• **DOCUMENT EXTRACT**
--- BEGIN ---
TYR Tactical

Lives Saved by Tactical NAV & Enemy Forces Killed or Captured

Several years ago we showcased Tactical NAV, a Command and Control app for mobile devices.

SSD received this note from the developer.

We are still developing it and are now completely upgrading the Android platform.

Got a Facebook message from a U.S. Soldier today that I thought was worth sending your way. I’m protecting his name due to security concerns, but this happened very recently.

It’s humbling to hear that TACNAV is still making a difference for our troopers in combat – that’s what it’s all about.

 

Glad to hear they are still in the fight.

28 Responses to “Lives Saved by Tactical NAV & Enemy Forces Killed or Captured”
--- END ---
• **AVAILABLE DATA**
--- BEGIN ---
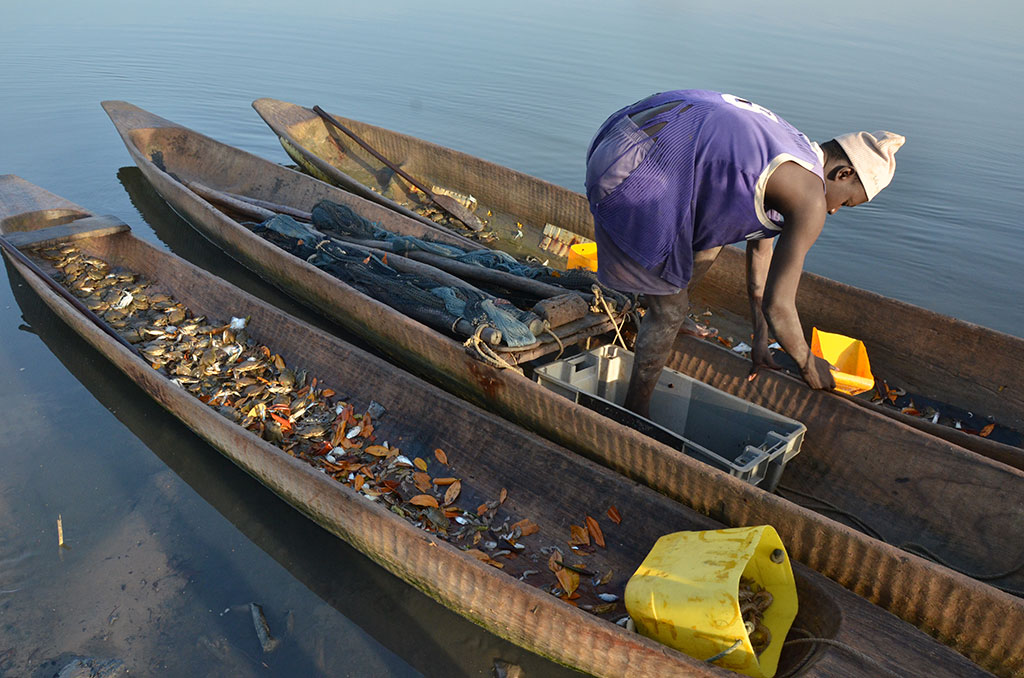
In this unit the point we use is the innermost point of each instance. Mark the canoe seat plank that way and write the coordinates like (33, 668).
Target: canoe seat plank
(91, 226)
--- END ---
• **PROBLEMS**
[1] Please reproduce the Tactical NAV post word for word between "Several years ago" and "happened very recently.", inclusive.
[2] In one to three sentences, explain why the developer in the Tactical NAV post leaves out the soldier's name.

• **EXERCISE RESPONSES**
[1]
Several years ago we showcased Tactical NAV, a Command and Control app for mobile devices.

SSD received this note from the developer.

We are still developing it and are now completely upgrading the Android platform.

Got a Facebook message from a U.S. Soldier today that I thought was worth sending your way. I’m protecting his name due to security concerns, but this happened very recently.

[2] The developer says the soldier's name is being protected due to security concerns. The post adds that the events described happened very recently.